Slam Tour Diary: July 27, 1990-Down Maine

Slam Tour Diary: the Final Weekend July 27, 1990. Welcome back! After an almost two-week break, the band is back together for two last shows to wrap up the touring in support of Slam; tonight in Portland, Maine, and tomorrow night, My farewell show at the Channel in Boston.

Once we landed at home, no one was in a hurry to see each other and I don’t believe we even bothered to rehearse for these shows. We did have a band meeting at my apartment in Jamaica Plain where I reiterated my desire to leave the band and we worked out how that would look on the business side.

The drive to Maine on a summer Friday was hot and slow and we were back in our van, the rear bench seat still busted from the accident on the way to Atlanta, so it wasn’ the most comfortable drive you could imagine. Jim Vincent was with us, but no other crew. Back to the basics.
Maine had never been a big market for us, having only played Portland once at a bar downtown (interesting info from our gig book: we never once played in New Hampshire!), and this show was at some sort of big resort-type place near the ocean, definitely not our scene. I’m sure there was discussion beforehand of canceling this gig but the money was good and we were all interested in splitting it four ways. It would cover my airfare to San Francisco at least.

I can picture the venue in my mind, a barn-sized building with picnic tables topped with checkerboard tablecloths, a big, oval bar in the middle of the venue, and a large dancefloor, all of it leftover from the Big Band days, the kind of place that the Neighborhoods could fill on a hot summer night. The Big Dipper mania hadn’t made it down Maine, though, so our crowd was sparse and we did our 75 minutes and got back on the road.

The next night promised to be an emotional one for me. That days’ Boston Globe had carried a Jim Sullivan interview with me in a story of my departure and the band’s return to Boston after the less-than-successful tour. The reality was setting in: I was playing my last show with the band (at least for the next 18 years). Tomorrow: Channel Hell.

Slam Tour Preview: May 29, 1990

30 years ago this week, Big Dipper set off on a six-week tour of the USA in support of their recently released major-label debut, Slam. We had high hopes that the record and this tour would take us to the mythical ‘next level’, but the album flopped and the tour was beset by myriad logistical, mechanical, and personal problems, culminating with Steve leaving the band. As much as we can piece together from our collective memories of 3 decades ago, we’ll present a daily journal of the ill-fated tour here over the next month or so. It won’t be easy: some of the memories are painful, and a lot of these shows have faded from memory but maybe YOU were there and can help us fill in the gaps? If you saw one of these shows, please share what you recall with us. For the band members, it was a difficult tour but we’ll try to find the humor in all of it.

■ GIVEN INSTRUCTION 1:
Answer these questions about the tour diary, one per line:
(a) In which city and venue was the farewell show to take place?
(b) How many minutes did the band play at the Portland show?
(c) How many weeks was the tour planned to last?
■ GIVEN INSTRUCTION 2: Name every furnishing or fixture that the tour diary recalls inside the Portland venue.
■ GIVEN INSTRUCTION 3: Retype a passage of the tour diary. Begin at the words "The drive to" and stop after "Francisco at least.".
The listing is unrelated to this work.

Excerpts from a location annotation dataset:

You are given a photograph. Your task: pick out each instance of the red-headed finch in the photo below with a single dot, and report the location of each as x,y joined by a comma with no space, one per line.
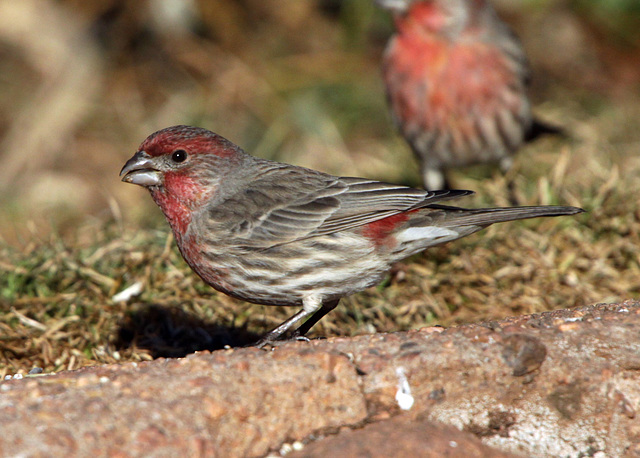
456,78
277,234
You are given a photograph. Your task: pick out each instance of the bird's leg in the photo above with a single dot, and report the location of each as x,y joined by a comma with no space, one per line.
311,305
277,332
317,316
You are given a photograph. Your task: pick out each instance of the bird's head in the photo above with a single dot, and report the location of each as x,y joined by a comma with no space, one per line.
446,17
182,167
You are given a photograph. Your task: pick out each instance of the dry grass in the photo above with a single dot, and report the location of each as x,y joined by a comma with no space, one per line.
301,87
60,314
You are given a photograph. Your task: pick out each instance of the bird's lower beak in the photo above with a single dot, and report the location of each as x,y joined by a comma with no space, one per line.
141,170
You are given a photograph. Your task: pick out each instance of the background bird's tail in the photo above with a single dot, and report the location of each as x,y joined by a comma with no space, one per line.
539,128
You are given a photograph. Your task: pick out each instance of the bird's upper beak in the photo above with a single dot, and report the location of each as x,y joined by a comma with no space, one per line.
141,170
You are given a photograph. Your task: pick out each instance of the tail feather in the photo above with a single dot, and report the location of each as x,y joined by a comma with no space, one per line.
488,216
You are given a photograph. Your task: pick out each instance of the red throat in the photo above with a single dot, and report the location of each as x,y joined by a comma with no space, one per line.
181,196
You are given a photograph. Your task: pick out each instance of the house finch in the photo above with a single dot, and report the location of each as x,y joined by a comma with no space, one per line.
277,234
456,79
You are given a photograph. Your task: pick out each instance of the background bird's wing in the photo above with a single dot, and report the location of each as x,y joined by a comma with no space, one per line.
285,203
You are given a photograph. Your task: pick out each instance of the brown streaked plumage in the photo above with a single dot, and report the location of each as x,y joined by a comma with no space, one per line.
277,234
456,78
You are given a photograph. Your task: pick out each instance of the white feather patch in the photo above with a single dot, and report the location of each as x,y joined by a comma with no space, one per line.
412,234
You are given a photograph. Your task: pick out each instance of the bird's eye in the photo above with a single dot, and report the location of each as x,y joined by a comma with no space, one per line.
179,155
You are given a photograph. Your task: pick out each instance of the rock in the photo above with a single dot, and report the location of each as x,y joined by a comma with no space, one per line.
563,383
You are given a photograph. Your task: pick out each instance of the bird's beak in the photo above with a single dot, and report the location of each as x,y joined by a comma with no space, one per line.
141,170
396,6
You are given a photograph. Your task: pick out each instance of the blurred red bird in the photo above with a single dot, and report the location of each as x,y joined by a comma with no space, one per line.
277,234
456,78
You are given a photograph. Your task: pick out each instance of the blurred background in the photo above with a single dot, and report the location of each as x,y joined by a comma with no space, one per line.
83,83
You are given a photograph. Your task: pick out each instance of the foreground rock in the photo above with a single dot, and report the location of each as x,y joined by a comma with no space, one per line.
563,383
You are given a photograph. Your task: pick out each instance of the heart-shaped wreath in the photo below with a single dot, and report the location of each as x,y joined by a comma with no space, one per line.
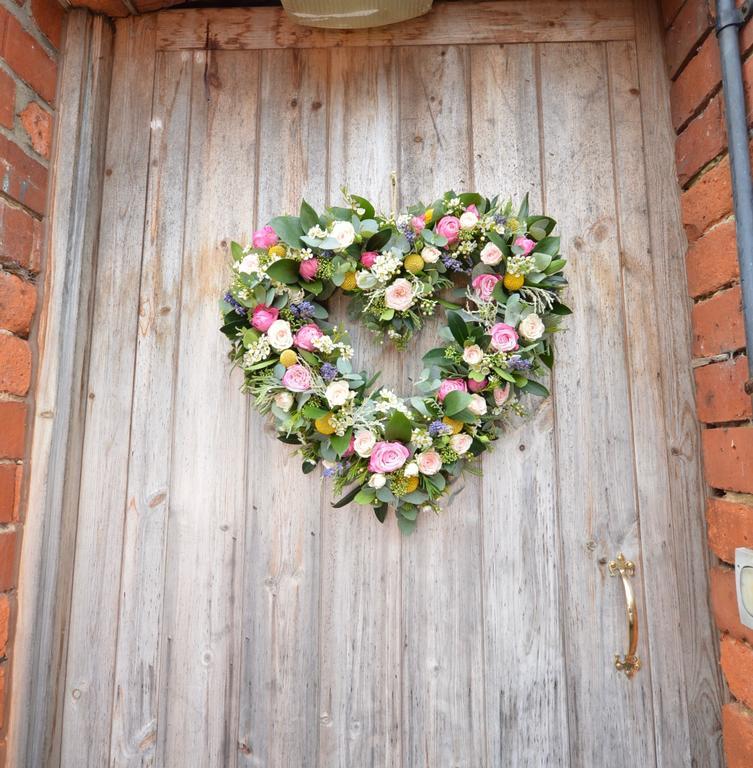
386,450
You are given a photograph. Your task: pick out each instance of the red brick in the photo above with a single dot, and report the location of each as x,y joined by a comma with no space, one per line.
712,260
724,604
49,15
12,429
7,100
24,179
18,299
26,57
718,324
728,458
708,201
737,734
730,524
37,123
720,391
15,365
684,35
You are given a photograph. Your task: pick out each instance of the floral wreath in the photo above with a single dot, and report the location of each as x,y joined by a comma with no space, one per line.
386,450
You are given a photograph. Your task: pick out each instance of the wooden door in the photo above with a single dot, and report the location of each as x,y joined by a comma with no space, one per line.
221,613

■ TASK SOLUTION 1:
(a) Boston, at the Channel
(b) 75 minutes
(c) Six weeks

■ TASK SOLUTION 2:
- Picnic tables topped with checkerboard tablecloths
- A big, oval bar in the middle of the venue
- A large dancefloor

■ TASK SOLUTION 3:
The drive to Maine on a summer Friday was hot and slow and we were back in our van, the rear bench seat still busted from the accident on the way to Atlanta, so it wasn’ the most comfortable drive you could imagine. Jim Vincent was with us, but no other crew. Back to the basics.
Maine had never been a big market for us, having only played Portland once at a bar downtown (interesting info from our gig book: we never once played in New Hampshire!), and this show was at some sort of big resort-type place near the ocean, definitely not our scene. I’m sure there was discussion beforehand of canceling this gig but the money was good and we were all interested in splitting it four ways. It would cover my airfare to San Francisco at least.